→ What the exercise asks
Count the lines below that contain the string "matching", and reply with that number alone.

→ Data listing

============

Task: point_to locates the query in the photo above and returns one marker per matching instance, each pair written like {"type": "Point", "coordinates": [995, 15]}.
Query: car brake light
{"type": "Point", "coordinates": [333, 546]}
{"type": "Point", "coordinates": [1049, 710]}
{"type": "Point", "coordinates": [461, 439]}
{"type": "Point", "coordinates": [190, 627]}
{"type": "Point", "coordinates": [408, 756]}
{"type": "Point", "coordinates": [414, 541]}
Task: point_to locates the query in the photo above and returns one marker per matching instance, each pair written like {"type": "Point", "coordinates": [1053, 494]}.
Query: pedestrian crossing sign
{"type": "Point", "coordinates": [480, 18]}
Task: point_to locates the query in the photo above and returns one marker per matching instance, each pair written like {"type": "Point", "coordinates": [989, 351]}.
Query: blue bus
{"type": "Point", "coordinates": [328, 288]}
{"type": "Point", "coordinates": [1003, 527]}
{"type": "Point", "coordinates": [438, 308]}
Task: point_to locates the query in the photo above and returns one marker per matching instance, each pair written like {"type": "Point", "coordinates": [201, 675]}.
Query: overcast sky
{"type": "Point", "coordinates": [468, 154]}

============

→ Correct output
4